ЦЕЛЬ 1 ::
В каком году Феодосию поразила эпидемия чумы, согласно тексту об Айвазовском?
ЦЕЛЬ 2 ::
Перепишите дословно часть текста об Айвазовском, начиная со слов «Иван Айвазовский: о» и заканчивая словами «чтобы поддержать нас.».
ЦЕЛЬ 3 ::
Продолжите рассказ Айвазовского о детстве в Феодосии, начиная после последнего приведенного предложения.

ФРАГМЕНТ ::
:::

Иван Айвазовский: о встрече с Карлом Брюлловым

***

Я родился  17 (30) июля 1817 года в Феодосии  в семье купца Геворга , Константина, как его звали  на русский манер, и Рипсиме Гайвазовских. Меня в церковной книге так и записали -  «Ованес, сын Геворга Айвазяна». Наши предки были из галицийских армян, переселившихся в Галицию из турецкой Армении в XVIII в.

Мой родной древний город, разрушенный недавней войной, пришел в полный упадок из-за эпидемии чумы в 1812 году.  Подумать только, я родился через пять лет после этого страшного для Феодосии потрясения, когда вся Россия сражалась с Наполеоном. Вместо богатого города – груды камней, пустынные улицы, случайно уцелевшие дома….  Дела отца пошли вниз,  в конце концов, он  разорился. Нужда была столь велика, что мы продали почти все ценные вещи, отец занялся тяжбенными делами, а мамы ночи напролет вышивала, чтобы поддержать нас.

:::

РАЗДЕЛ ДАННЫХ ::
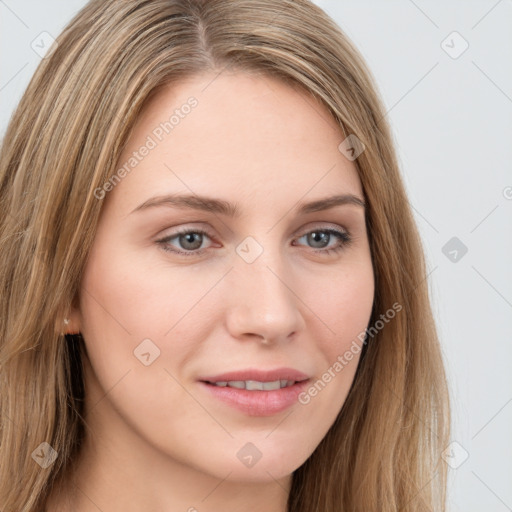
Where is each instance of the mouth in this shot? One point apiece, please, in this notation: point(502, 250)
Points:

:::

ОЖИДАЕМЫЙ ОТВЕТ 1 ::
В 1812 году.

ОЖИДАЕМЫЙ ОТВЕТ 2 ::
Иван Айвазовский: о встрече с Карлом Брюлловым

***

Я родился  17 (30) июля 1817 года в Феодосии  в семье купца Геворга , Константина, как его звали  на русский манер, и Рипсиме Гайвазовских. Меня в церковной книге так и записали -  «Ованес, сын Геворга Айвазяна». Наши предки были из галицийских армян, переселившихся в Галицию из турецкой Армении в XVIII в.

Мой родной древний город, разрушенный недавней войной, пришел в полный упадок из-за эпидемии чумы в 1812 году.  Подумать только, я родился через пять лет после этого страшного для Феодосии потрясения, когда вся Россия сражалась с Наполеоном. Вместо богатого города – груды камней, пустынные улицы, случайно уцелевшие дома….  Дела отца пошли вниз,  в конце концов, он  разорился. Нужда была столь велика, что мы продали почти все ценные вещи, отец занялся тяжбенными делами, а мамы ночи напролет вышивала, чтобы поддержать нас.

ОЖИДАЕМЫЙ ОТВЕТ 3 ::
Наш дом был на окраине города, на возвышенном месте. С террасы, увитой виноградной лозой, открывалась широкая панорама на плавную дугу феодосийского залива, северо-крымские степи с древними курганами, на Арабатскую стрелку и Сиваши, встающие как марево на горизонте. У берега лежало кольцо хорошо сохранившихся старинных крепостных стен и башен с грозными бойницами. Любил я здесь побродить один. Поднимал черепки разбитой посуды, видел остатки многих великих эпох….Стоя на Карантине я часто наблюдал, как  по морю движутся смоленые рыбацкие фелюги, боевые корабли бросали якоря. 

***

Однажды я увидел бриг «Меркурий», слава о недавнем, совершенно невероятном подвиге, которого облетела весь мир и ярко запечатлелась в моей памяти. Они доносили сюда молву о суровой освободительной борьбе, которую вел в те годы греческий народ.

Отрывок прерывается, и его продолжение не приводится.